START ARTICLE

Web crawler for Liferay portal written in javascript with CasperJS.
- Download and install CasperJS
- Install node packages
- Run the spider
$ casperjs main.js
The folder "./screenshots" contains the screenshots captured.
depth
: set the crawl depth for the crawler- Type: Number
- Default: 3
log-level
: set the logging level- Type: String [debug | info | warning | error]
- Default: error
threshold
: set the comparison threshold for the image-comparator- Type: Number [0-1]
- Default: 0.95
Example:
$ casperjs --log-level=debug --depth=3 --threshold=0.85 main.js
Configuration options can be set in config.json
casper
: construct casper instance- Type: Object
depth
: set the crawl depth for the crawler- Type: Number
homepage
: set the starting page- Type: Object
login
: set the login credential- Type: Object
threshold
: set the comparison threshold for the image-comparator- Type: Number [0-1]
viewport
: define viewport(s) for screenshots- Type: Array of objects
Use ANSICON to support escape sequence in Windows
- Download ANSICON
- Extract the files in x64 or x86 from the zip archive to C:\ansicon
- The folder should have the following files: ANSI32.dll, ANSI64.dll, ansicon.exe
- Add C:\ansicon to PATH environment variable
- Install ANSICON (Note: this might not work!)

END ARTICLE

**EXERCISE GOAL:**
Decide whether each statement agrees with the Liferay crawler page above, answering yes or no and quoting the words from the page that settle it: (a) The default logging level is debug. (b) Configuration options can be set in config.json. (c) The default comparison threshold is 0.85.

START ITEMS

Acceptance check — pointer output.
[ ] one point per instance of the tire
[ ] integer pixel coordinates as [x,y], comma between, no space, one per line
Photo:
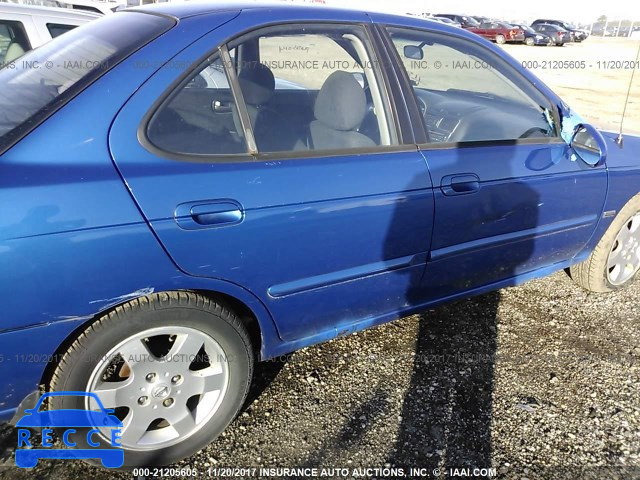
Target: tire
[596,273]
[195,393]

END ITEMS

**THE OUTPUT:**
(a) No: "Default: error"
(b) Yes: "Configuration options can be set in config.json"
(c) No: "Default: 0.95"